BEGIN Data rows
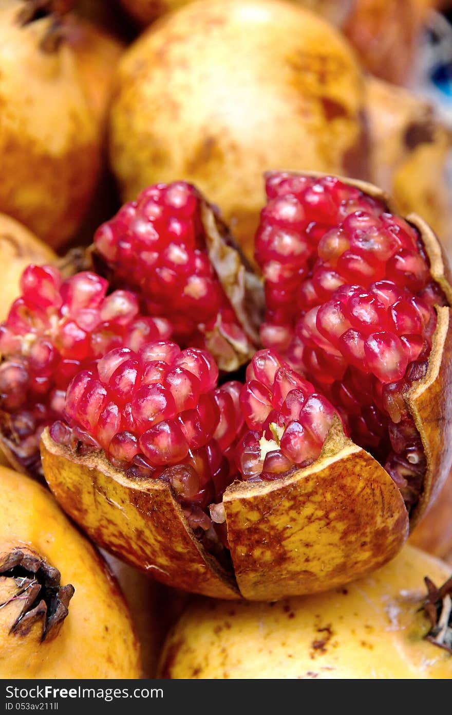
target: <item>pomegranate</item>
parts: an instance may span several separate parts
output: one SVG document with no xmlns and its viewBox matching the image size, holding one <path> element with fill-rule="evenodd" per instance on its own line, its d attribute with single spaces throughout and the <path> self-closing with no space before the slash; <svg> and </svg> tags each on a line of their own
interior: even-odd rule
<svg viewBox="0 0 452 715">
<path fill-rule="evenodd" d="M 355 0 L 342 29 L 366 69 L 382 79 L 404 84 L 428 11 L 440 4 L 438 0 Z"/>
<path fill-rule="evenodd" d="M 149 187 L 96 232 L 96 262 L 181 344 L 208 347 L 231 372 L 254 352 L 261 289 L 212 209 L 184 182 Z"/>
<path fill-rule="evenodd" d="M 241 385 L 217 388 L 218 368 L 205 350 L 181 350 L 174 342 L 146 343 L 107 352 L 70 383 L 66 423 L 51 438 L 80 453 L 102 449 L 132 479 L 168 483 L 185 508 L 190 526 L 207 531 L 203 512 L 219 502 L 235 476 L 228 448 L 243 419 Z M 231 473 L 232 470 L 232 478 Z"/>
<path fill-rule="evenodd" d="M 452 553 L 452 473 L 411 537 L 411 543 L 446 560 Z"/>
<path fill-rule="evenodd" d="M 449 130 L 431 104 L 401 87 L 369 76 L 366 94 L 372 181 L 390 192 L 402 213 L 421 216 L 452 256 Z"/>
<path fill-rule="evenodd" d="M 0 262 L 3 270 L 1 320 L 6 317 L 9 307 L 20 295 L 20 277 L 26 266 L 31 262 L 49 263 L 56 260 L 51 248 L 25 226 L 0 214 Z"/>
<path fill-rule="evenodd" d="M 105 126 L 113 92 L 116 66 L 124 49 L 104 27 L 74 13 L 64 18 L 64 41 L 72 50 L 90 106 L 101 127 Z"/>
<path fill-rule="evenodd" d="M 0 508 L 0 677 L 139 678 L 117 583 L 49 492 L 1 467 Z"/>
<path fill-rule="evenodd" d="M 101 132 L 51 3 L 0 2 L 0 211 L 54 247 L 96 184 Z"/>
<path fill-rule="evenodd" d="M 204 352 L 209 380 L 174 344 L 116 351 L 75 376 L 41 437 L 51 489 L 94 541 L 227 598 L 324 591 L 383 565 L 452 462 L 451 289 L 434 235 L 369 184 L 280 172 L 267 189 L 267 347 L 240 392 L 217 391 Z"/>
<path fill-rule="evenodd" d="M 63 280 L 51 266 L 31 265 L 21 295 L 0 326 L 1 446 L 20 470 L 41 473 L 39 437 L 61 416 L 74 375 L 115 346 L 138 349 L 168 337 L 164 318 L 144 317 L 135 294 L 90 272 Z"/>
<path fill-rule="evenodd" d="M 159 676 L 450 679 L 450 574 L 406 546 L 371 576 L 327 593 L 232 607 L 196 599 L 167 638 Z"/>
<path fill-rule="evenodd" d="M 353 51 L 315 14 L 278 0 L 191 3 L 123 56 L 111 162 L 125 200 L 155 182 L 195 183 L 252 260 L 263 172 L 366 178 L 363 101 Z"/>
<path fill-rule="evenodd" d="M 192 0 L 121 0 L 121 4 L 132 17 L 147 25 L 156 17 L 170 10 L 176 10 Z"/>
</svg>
END Data rows
Instruction
Reproduce all of the rows above word for word, omitting the pictures from your answer.

Final result
target: <item>pomegranate</item>
parts: an instance may span several separate parts
output: one SVG document with no xmlns and its viewBox matching the image size, holding one <path> element with fill-rule="evenodd" per instance on its own line, its d attribute with single spaces throughout and the <path> self-closing with no space before the slash; <svg> and </svg> tags each on a line of their own
interior: even-odd rule
<svg viewBox="0 0 452 715">
<path fill-rule="evenodd" d="M 355 0 L 342 29 L 366 69 L 382 79 L 404 84 L 428 11 L 440 4 L 438 0 Z"/>
<path fill-rule="evenodd" d="M 149 187 L 96 232 L 96 262 L 181 344 L 208 347 L 231 372 L 254 352 L 261 289 L 212 209 L 184 182 Z"/>
<path fill-rule="evenodd" d="M 241 385 L 217 388 L 218 368 L 205 350 L 181 350 L 174 342 L 146 343 L 107 352 L 70 383 L 66 423 L 51 438 L 80 453 L 102 449 L 132 479 L 168 483 L 185 508 L 190 526 L 207 531 L 203 512 L 219 502 L 235 476 L 228 448 L 243 419 Z M 231 473 L 232 470 L 232 478 Z"/>
<path fill-rule="evenodd" d="M 452 553 L 452 473 L 411 537 L 411 543 L 446 560 Z"/>
<path fill-rule="evenodd" d="M 449 130 L 431 104 L 401 87 L 369 76 L 366 94 L 372 181 L 390 192 L 402 213 L 421 216 L 452 256 Z"/>
<path fill-rule="evenodd" d="M 0 262 L 3 270 L 1 320 L 6 317 L 9 307 L 20 295 L 20 277 L 26 266 L 31 262 L 49 263 L 56 260 L 51 248 L 25 226 L 0 214 Z"/>
<path fill-rule="evenodd" d="M 105 126 L 113 92 L 116 66 L 124 49 L 104 27 L 74 13 L 64 18 L 64 41 L 72 50 L 90 106 L 101 127 Z"/>
<path fill-rule="evenodd" d="M 0 508 L 0 677 L 139 678 L 117 583 L 49 492 L 1 467 Z"/>
<path fill-rule="evenodd" d="M 101 132 L 51 3 L 0 2 L 0 211 L 54 247 L 96 184 Z"/>
<path fill-rule="evenodd" d="M 204 352 L 209 380 L 174 344 L 116 351 L 75 376 L 41 437 L 51 489 L 94 541 L 227 598 L 324 591 L 383 565 L 452 462 L 451 289 L 434 235 L 369 184 L 280 172 L 267 189 L 267 347 L 240 392 L 217 391 Z"/>
<path fill-rule="evenodd" d="M 63 280 L 51 266 L 31 265 L 21 295 L 0 326 L 1 446 L 20 470 L 41 473 L 39 437 L 61 416 L 74 375 L 115 346 L 138 349 L 168 337 L 164 318 L 144 317 L 135 294 L 90 272 Z"/>
<path fill-rule="evenodd" d="M 159 676 L 450 679 L 450 574 L 406 546 L 371 576 L 327 593 L 232 607 L 196 599 L 167 638 Z"/>
<path fill-rule="evenodd" d="M 353 51 L 315 14 L 278 0 L 191 3 L 123 56 L 111 162 L 125 200 L 155 182 L 195 183 L 252 260 L 263 172 L 366 178 L 363 101 Z"/>
<path fill-rule="evenodd" d="M 192 0 L 121 0 L 121 4 L 132 17 L 147 25 L 156 17 L 170 10 L 176 10 Z"/>
</svg>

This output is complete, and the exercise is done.